[petsc-dev] Proper matrix size to choose when evaluating MatMult?

Sat Feb 22 23:05:44 CST 2020

Hi Junchao,

> I want to evaluate MatMult on GPU.  I took a 2M x 2M matrix and ran with 
> 6 mpi ranks and 6 GPUs.  It took about 0.9 seconds.  

How many nonzeros per row? With 0.9 seconds you should either have many 
runs of MatMult, or a fairly dense matrix; or a really slow MatMult 
kernel ;-)

A 2M-by-2M matrix for a 5-point stencil is probably still on the small 
side (I'm assuming that you run 2M-by-2M for *each* GPU), but should 
suffice. Expect that communication cost are significant (i.e. the 
bookkeeping and data exchange between GPUs is on the order of the costs 
for running the MatMult kernel for the respective diagonal block).

Segmentation labeling items:
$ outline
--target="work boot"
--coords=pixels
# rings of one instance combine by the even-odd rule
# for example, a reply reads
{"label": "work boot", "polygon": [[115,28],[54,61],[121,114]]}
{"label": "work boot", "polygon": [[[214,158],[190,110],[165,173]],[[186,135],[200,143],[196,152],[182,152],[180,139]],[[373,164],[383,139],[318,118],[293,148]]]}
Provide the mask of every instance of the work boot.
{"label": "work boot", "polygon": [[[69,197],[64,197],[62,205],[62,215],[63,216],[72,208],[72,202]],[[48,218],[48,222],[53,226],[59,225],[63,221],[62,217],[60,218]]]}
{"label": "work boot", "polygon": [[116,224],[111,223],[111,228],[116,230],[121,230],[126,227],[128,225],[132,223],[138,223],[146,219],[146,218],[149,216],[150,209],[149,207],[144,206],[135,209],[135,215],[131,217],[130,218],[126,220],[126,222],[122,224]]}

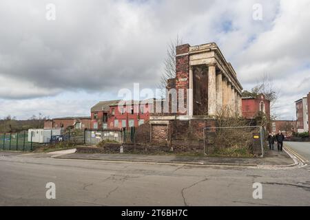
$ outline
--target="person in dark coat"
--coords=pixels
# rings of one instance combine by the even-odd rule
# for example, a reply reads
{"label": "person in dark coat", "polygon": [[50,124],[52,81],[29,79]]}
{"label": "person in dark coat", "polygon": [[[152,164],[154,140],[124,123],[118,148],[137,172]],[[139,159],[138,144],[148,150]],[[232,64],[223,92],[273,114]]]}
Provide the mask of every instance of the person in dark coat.
{"label": "person in dark coat", "polygon": [[285,140],[285,136],[282,133],[281,131],[279,131],[279,133],[276,135],[276,140],[278,142],[278,151],[282,151],[282,148],[283,147],[283,141]]}
{"label": "person in dark coat", "polygon": [[267,138],[268,142],[269,143],[269,150],[273,150],[274,142],[276,141],[276,137],[273,133],[270,133]]}

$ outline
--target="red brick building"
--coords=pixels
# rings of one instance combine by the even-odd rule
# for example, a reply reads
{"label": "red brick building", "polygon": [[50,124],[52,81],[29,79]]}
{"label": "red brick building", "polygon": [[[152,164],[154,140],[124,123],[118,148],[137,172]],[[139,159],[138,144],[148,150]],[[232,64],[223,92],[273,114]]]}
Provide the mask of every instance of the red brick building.
{"label": "red brick building", "polygon": [[310,93],[295,102],[296,107],[297,131],[298,133],[309,131]]}
{"label": "red brick building", "polygon": [[273,120],[271,122],[271,132],[277,133],[281,131],[286,138],[290,138],[293,132],[297,131],[296,121],[293,120]]}
{"label": "red brick building", "polygon": [[92,129],[107,129],[107,117],[110,113],[110,106],[117,104],[120,100],[109,100],[99,102],[90,109],[90,128]]}
{"label": "red brick building", "polygon": [[90,129],[90,117],[65,117],[48,119],[44,122],[44,129]]}
{"label": "red brick building", "polygon": [[260,111],[270,118],[270,101],[263,94],[257,97],[242,97],[242,116],[245,118],[254,118]]}
{"label": "red brick building", "polygon": [[151,103],[143,104],[138,101],[123,107],[111,105],[107,118],[108,128],[138,127],[149,120],[152,105]]}
{"label": "red brick building", "polygon": [[149,120],[152,104],[134,101],[118,106],[120,100],[99,102],[91,109],[91,129],[107,129],[137,127]]}
{"label": "red brick building", "polygon": [[309,130],[309,123],[310,123],[310,92],[307,96],[307,107],[308,107],[308,130]]}

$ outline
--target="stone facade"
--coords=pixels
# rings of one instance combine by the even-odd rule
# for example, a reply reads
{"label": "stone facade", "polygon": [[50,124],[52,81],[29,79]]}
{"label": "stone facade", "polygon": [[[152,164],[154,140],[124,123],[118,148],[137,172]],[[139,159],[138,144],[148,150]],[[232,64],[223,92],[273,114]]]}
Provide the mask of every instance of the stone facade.
{"label": "stone facade", "polygon": [[270,100],[263,94],[257,97],[242,97],[242,116],[247,119],[256,117],[260,111],[263,112],[270,118]]}
{"label": "stone facade", "polygon": [[[203,150],[203,128],[215,126],[214,118],[224,109],[229,116],[242,116],[242,87],[231,65],[214,43],[176,48],[176,78],[167,89],[176,89],[177,111],[151,113],[151,142],[163,142],[174,151]],[[183,91],[183,103],[180,102]],[[169,96],[168,96],[169,97]],[[180,105],[185,111],[180,111]],[[184,109],[183,109],[184,110]]]}

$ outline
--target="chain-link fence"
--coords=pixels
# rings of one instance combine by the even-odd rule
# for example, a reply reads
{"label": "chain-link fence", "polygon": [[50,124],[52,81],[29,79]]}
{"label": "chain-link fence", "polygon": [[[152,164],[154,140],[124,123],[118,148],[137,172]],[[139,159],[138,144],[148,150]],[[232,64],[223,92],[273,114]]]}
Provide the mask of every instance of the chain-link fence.
{"label": "chain-link fence", "polygon": [[230,157],[263,157],[265,136],[265,129],[260,126],[206,127],[203,129],[204,152]]}
{"label": "chain-link fence", "polygon": [[85,130],[84,144],[95,145],[103,140],[122,143],[124,131],[121,130]]}
{"label": "chain-link fence", "polygon": [[0,133],[0,149],[3,151],[32,151],[34,148],[40,146],[28,139],[27,131]]}

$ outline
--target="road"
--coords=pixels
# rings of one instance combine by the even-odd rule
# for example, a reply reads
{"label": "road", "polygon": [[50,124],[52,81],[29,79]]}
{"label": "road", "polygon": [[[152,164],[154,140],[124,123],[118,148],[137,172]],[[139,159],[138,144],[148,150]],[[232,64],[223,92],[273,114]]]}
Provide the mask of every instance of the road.
{"label": "road", "polygon": [[310,142],[286,142],[285,144],[298,153],[307,160],[310,161]]}
{"label": "road", "polygon": [[[309,166],[266,170],[9,154],[0,157],[0,206],[310,205]],[[48,182],[56,185],[55,199],[46,199]],[[262,184],[262,199],[253,198],[255,182]]]}

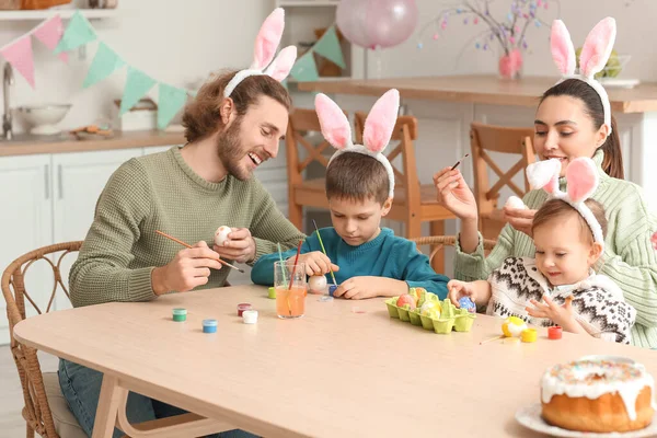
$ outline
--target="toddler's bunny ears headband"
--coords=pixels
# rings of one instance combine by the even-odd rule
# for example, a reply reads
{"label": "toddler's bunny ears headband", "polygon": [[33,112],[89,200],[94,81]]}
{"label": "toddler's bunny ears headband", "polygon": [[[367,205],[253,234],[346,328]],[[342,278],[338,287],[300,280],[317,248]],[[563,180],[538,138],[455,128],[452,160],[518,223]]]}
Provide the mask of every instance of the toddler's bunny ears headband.
{"label": "toddler's bunny ears headband", "polygon": [[612,18],[608,16],[596,24],[586,37],[581,54],[579,54],[578,74],[575,74],[575,48],[573,47],[570,34],[563,21],[555,20],[552,23],[552,35],[550,37],[552,59],[554,59],[558,71],[562,73],[560,82],[563,82],[566,79],[579,79],[596,90],[602,101],[604,124],[609,127],[607,131],[608,136],[611,134],[611,108],[609,105],[609,96],[607,95],[604,88],[593,78],[593,76],[601,71],[607,65],[607,60],[611,55],[611,49],[613,48],[613,43],[615,41],[615,20]]}
{"label": "toddler's bunny ears headband", "polygon": [[[240,82],[251,76],[267,74],[279,82],[287,78],[297,59],[297,47],[288,46],[284,48],[274,59],[284,28],[285,12],[283,8],[276,8],[267,16],[257,33],[253,64],[247,70],[238,71],[228,82],[226,90],[223,90],[223,97],[230,97]],[[272,61],[273,59],[274,61]]]}
{"label": "toddler's bunny ears headband", "polygon": [[577,158],[566,168],[566,193],[558,188],[561,162],[557,159],[538,161],[527,166],[527,178],[532,188],[543,188],[552,198],[562,199],[575,208],[586,220],[596,242],[604,247],[602,227],[584,201],[598,188],[596,163],[590,158]]}
{"label": "toddler's bunny ears headband", "polygon": [[385,92],[372,106],[372,110],[365,120],[365,130],[362,132],[364,145],[354,145],[351,141],[351,128],[345,113],[337,106],[335,102],[328,99],[325,94],[318,94],[315,97],[315,111],[320,118],[322,135],[337,152],[328,160],[331,162],[341,153],[357,152],[377,159],[390,180],[388,196],[394,197],[394,172],[388,158],[383,153],[383,149],[390,142],[392,130],[396,124],[396,117],[400,108],[400,92],[392,89]]}

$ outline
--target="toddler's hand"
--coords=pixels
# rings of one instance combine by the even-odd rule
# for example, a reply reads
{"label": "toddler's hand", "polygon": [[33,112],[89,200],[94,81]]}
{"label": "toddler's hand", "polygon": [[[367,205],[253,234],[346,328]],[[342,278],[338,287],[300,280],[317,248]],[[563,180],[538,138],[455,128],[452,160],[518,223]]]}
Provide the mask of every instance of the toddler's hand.
{"label": "toddler's hand", "polygon": [[447,284],[447,297],[457,308],[461,307],[459,304],[459,300],[463,297],[469,297],[472,302],[476,302],[476,292],[472,285],[468,281],[450,280]]}
{"label": "toddler's hand", "polygon": [[[288,258],[288,263],[295,263],[295,256]],[[331,260],[324,255],[321,251],[313,251],[299,255],[298,263],[306,264],[306,274],[309,276],[313,275],[325,275],[333,269],[333,272],[339,270],[337,265],[331,263]]]}

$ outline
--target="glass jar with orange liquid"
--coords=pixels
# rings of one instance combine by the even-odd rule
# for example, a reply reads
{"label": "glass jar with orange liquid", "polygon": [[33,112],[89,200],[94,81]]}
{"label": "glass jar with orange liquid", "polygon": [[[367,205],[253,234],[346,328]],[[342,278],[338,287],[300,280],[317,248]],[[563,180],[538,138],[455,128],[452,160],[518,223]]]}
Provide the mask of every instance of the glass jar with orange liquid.
{"label": "glass jar with orange liquid", "polygon": [[306,264],[292,262],[274,263],[276,288],[276,314],[281,319],[300,318],[306,313]]}

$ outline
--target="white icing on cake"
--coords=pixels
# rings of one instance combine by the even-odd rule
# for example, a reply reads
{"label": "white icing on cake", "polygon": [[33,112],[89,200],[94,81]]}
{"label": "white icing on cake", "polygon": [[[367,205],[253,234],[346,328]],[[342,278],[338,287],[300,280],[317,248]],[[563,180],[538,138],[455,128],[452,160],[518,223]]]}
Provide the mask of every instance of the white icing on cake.
{"label": "white icing on cake", "polygon": [[[578,360],[556,365],[543,374],[541,399],[550,403],[553,395],[599,399],[616,392],[623,400],[631,420],[636,419],[636,399],[641,391],[650,388],[655,396],[655,380],[641,364],[620,364],[604,360]],[[653,407],[655,401],[652,400]]]}

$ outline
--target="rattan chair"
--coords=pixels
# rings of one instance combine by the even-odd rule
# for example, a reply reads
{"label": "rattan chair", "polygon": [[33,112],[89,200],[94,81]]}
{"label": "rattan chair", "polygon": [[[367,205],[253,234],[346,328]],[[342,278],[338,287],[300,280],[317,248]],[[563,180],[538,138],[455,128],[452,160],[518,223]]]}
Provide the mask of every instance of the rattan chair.
{"label": "rattan chair", "polygon": [[[22,345],[13,338],[14,326],[25,319],[26,306],[32,306],[38,313],[47,313],[53,309],[57,291],[69,298],[68,290],[61,280],[61,263],[69,254],[80,250],[82,242],[67,242],[44,246],[16,258],[2,274],[2,295],[7,301],[7,316],[11,336],[11,353],[19,370],[23,388],[23,418],[26,423],[26,436],[37,433],[47,438],[87,437],[64,399],[59,389],[56,372],[42,373],[35,348]],[[53,268],[54,285],[45,309],[37,306],[25,288],[25,274],[35,262],[43,261]],[[33,293],[34,295],[34,293]]]}
{"label": "rattan chair", "polygon": [[[431,253],[429,255],[429,263],[436,255],[436,253],[442,250],[443,246],[456,246],[457,237],[456,235],[430,235],[427,238],[415,238],[408,239],[411,242],[414,242],[417,245],[419,251],[419,246],[422,245],[430,245]],[[484,239],[484,252],[488,253],[497,242],[489,239]]]}

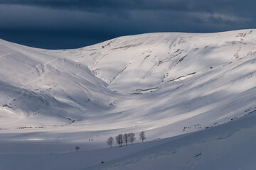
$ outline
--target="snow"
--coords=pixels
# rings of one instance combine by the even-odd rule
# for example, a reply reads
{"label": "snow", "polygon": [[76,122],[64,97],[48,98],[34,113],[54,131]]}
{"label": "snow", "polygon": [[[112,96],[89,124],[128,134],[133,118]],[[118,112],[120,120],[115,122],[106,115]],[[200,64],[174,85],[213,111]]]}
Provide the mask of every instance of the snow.
{"label": "snow", "polygon": [[[255,169],[255,38],[149,33],[63,50],[0,40],[0,169]],[[134,144],[107,147],[126,132]]]}

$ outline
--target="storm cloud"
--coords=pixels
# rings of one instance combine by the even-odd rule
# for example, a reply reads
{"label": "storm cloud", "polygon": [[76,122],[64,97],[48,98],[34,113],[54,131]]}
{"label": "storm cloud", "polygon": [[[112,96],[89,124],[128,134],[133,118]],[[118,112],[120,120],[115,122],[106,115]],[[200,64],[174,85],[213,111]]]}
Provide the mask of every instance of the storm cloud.
{"label": "storm cloud", "polygon": [[252,0],[0,0],[0,38],[58,49],[152,32],[255,27]]}

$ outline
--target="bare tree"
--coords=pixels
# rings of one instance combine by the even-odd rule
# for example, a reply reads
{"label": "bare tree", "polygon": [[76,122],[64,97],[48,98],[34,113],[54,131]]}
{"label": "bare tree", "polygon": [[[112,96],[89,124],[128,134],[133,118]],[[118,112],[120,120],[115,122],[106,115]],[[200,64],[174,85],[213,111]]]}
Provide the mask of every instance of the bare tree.
{"label": "bare tree", "polygon": [[123,140],[124,140],[124,142],[125,142],[126,145],[127,145],[128,139],[129,139],[128,134],[125,133],[123,136]]}
{"label": "bare tree", "polygon": [[135,141],[135,134],[134,133],[128,133],[128,140],[132,142]]}
{"label": "bare tree", "polygon": [[78,149],[80,149],[79,147],[75,147],[75,149],[77,150],[77,152],[78,152]]}
{"label": "bare tree", "polygon": [[114,142],[114,138],[112,137],[110,137],[110,138],[108,138],[107,141],[107,146],[110,146],[110,147],[112,147],[112,144]]}
{"label": "bare tree", "polygon": [[139,139],[141,139],[142,140],[142,142],[144,140],[146,139],[146,134],[145,134],[145,131],[142,131],[140,133],[139,133]]}
{"label": "bare tree", "polygon": [[123,135],[119,134],[117,136],[115,137],[115,140],[117,144],[119,144],[119,147],[122,147],[122,142],[123,142]]}

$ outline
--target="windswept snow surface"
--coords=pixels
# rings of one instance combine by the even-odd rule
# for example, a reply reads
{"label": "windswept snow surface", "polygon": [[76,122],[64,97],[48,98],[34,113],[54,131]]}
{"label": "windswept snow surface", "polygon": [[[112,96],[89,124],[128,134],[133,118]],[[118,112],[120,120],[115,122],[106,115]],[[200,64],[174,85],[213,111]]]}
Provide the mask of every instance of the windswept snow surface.
{"label": "windswept snow surface", "polygon": [[[0,169],[254,169],[255,84],[256,30],[0,40]],[[106,148],[129,132],[137,143]]]}

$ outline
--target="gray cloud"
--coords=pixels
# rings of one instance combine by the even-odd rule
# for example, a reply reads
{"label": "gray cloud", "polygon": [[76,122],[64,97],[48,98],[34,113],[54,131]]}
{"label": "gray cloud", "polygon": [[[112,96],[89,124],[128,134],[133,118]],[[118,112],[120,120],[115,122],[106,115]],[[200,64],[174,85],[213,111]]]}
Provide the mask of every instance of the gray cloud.
{"label": "gray cloud", "polygon": [[[78,47],[149,32],[252,28],[255,4],[252,0],[0,0],[0,38],[22,39],[21,43],[41,47],[58,48],[61,43]],[[40,37],[41,45],[30,43],[33,37]],[[50,38],[60,45],[47,46]]]}

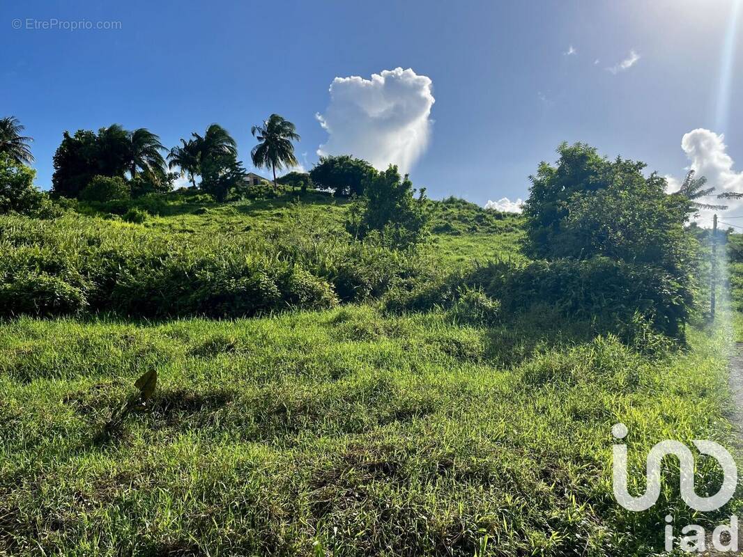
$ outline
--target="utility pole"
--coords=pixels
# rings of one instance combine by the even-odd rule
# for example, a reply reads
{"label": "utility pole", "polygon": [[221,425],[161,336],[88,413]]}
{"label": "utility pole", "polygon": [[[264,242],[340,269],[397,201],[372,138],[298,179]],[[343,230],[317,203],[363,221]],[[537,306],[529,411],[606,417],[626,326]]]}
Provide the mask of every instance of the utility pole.
{"label": "utility pole", "polygon": [[710,266],[710,317],[715,320],[715,287],[717,282],[717,213],[712,217],[712,261]]}

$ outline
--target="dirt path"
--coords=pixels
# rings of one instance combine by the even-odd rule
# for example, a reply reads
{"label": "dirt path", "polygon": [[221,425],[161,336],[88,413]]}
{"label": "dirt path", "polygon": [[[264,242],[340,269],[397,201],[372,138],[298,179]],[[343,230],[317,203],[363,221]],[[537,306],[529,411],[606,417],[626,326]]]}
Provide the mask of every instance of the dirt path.
{"label": "dirt path", "polygon": [[738,429],[739,444],[743,446],[743,342],[736,343],[736,351],[730,358],[730,391],[736,403],[731,420]]}
{"label": "dirt path", "polygon": [[[733,401],[735,403],[735,408],[733,414],[730,417],[733,426],[737,430],[737,442],[739,448],[743,449],[743,342],[736,342],[736,349],[730,358],[730,393],[733,396]],[[739,470],[739,476],[743,471]],[[739,481],[740,480],[739,480]],[[742,517],[739,517],[741,518]],[[716,551],[708,551],[702,553],[703,556],[710,557],[718,557],[720,556],[743,556],[743,525],[740,525],[738,534],[738,545],[740,548],[738,551],[733,553],[720,553]],[[709,547],[709,540],[708,540]]]}

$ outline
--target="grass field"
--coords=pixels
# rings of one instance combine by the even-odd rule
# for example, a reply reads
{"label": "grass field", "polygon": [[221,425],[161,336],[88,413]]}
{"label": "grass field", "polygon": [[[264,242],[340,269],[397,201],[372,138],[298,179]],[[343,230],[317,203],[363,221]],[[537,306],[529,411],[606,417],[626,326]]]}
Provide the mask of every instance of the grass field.
{"label": "grass field", "polygon": [[[518,219],[449,203],[424,258],[453,270],[522,257]],[[333,229],[344,211],[318,198],[174,202],[141,224],[74,218],[239,242],[295,212]],[[691,514],[672,479],[653,509],[619,507],[611,426],[629,428],[636,487],[661,440],[730,446],[734,333],[688,325],[685,347],[651,333],[633,347],[583,325],[542,308],[486,327],[372,299],[236,320],[7,319],[0,554],[661,553],[666,514],[719,517]],[[153,398],[107,430],[151,370]],[[698,468],[700,485],[719,481]]]}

_SHORT PROBLEM 1_. According to the MatMult post, how many MPI ranks and GPUs were used to run the 2M x 2M matrix?
_SHORT PROBLEM 2_. Duplicate the portion of the MatMult post starting with "How many nonzeros" and going on through "respective diagonal block).".

_FINISHED ANSWER 1_. Six MPI ranks and six GPUs.

_FINISHED ANSWER 2_.
How many nonzeros per row? With 0.9 seconds you should either have many 
runs of MatMult, or a fairly dense matrix; or a really slow MatMult 
kernel ;-)

A 2M-by-2M matrix for a 5-point stencil is probably still on the small 
side (I'm assuming that you run 2M-by-2M for *each* GPU), but should 
suffice. Expect that communication cost are significant (i.e. the 
bookkeeping and data exchange between GPUs is on the order of the costs 
for running the MatMult kernel for the respective diagonal block).